• What to do:
[1] From the interview excerpt about In-Q-Tel, list each part of Greg Pepus's technical role as he describes it.
[2] Find each line in the records that contains the string "cutting", and copy those lines.

• Source extract:
--------------------

In-Q-Tel, the venture capital arm of the CIA

, has invested significantly in knowledge management technology. What drives In-Q-Tel and just what does it expect from its investments? KMWorld's Editor in Chief Hugh McKellar interviews In-Q-Tel's Greg Pepus, senior director of federal and intelligence community strategy. Pepus describes his technical role as helping identify promising technology companies and products, helping provide the intelligence community with a vision of how it might deploy those technologies to face business challenges, and then helping in the investment and project management activities related to those investments. We also asked him to discuss some of the companies in which the organization has invested. More information about In-Q-Tel's history and investments can be found at its Web site.

Q. KMWorld: First, In-Q-Tel's name. I get the "In" and the "Tel" parts, but what's with the "Q?"

A. Pepus: The Q is just the play on the character Q who provides all of the cool gadgets in the James Bond movies. [The Wall St. Journal did describe In-Q-Tel "as outside the box as government gets."]

Q. KMWorld: Tell us a little about In-Q-Tel's strategy. Your investments are not necessarily purely software licensing but also research and development support. Correct?

A. Pepus: Typically, when we identify a company, we enter into a venture-type relationship with them, which means there is an investment component. [We want to contribute to a] commercially viable activity that's beneficial to the company and adds some things that In-Q-Tel would like to see in the product. And it's a way for us to work more closely with the company to help guide its whole product strategy. We [generally] deal with companies that are at either Version 1.0 or their technology is so compelling at the alpha and beta stage that we take the risk to invest in them because it is so promising. If [a company] survives that early stage, it can hold great, great promise.

Typically, the deal may involve a limited number of licenses, or it may compose more than that. It really depends on the situation. The company may be in the very early stage of the product, and we can't make use of it yet. Or it may be that we are going with a company that has a relatively mature product, and we can take it and run with it right away. I want to make clear that we are not really doing R & D. There's none of that going on or [the kind of work] done by university or national labs. We are really much, much later on [in the developmental stage].

--------------------

• Data provided:
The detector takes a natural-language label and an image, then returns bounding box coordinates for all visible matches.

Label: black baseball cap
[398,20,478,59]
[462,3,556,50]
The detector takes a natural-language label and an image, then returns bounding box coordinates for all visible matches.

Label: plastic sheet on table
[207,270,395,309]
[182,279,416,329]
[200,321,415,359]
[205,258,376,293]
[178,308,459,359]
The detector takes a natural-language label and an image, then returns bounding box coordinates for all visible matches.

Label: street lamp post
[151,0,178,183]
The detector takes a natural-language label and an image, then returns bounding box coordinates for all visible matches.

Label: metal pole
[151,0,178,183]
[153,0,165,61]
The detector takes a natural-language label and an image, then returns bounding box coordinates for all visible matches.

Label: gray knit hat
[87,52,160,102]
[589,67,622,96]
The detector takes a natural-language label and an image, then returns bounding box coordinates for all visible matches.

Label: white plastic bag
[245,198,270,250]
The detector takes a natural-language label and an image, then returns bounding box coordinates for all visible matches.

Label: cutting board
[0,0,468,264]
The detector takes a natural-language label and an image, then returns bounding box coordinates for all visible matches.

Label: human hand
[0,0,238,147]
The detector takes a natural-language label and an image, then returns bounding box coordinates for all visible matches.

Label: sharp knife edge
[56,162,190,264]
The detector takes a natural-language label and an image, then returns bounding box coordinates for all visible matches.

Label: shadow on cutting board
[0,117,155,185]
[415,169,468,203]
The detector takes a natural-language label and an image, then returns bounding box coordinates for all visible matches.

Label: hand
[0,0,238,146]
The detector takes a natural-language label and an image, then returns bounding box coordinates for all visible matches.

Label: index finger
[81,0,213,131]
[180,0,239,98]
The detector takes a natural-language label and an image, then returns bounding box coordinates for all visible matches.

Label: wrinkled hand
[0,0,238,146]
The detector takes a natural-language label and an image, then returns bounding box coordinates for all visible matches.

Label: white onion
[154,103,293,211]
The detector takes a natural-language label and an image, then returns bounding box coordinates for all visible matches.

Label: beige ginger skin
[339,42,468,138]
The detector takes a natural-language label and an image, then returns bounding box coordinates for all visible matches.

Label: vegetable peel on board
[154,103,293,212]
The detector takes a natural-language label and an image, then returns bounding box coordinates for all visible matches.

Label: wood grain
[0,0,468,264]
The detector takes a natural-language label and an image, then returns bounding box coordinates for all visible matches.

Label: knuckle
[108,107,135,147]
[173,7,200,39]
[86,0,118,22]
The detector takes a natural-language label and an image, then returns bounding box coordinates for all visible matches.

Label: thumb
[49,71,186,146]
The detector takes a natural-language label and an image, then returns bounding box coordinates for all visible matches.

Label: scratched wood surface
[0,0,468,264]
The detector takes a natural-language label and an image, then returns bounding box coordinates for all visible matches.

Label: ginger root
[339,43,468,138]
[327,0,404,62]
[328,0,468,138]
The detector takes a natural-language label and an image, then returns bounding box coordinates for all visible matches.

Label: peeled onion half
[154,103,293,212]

--------------------

• The solutions:
[1]
- Helping identify promising technology companies and products
- Helping provide the intelligence community with a vision of how it might deploy those technologies to face business challenges
- Helping in the investment and project management activities related to those investments

[2]
Label: cutting board
Label: shadow on cutting board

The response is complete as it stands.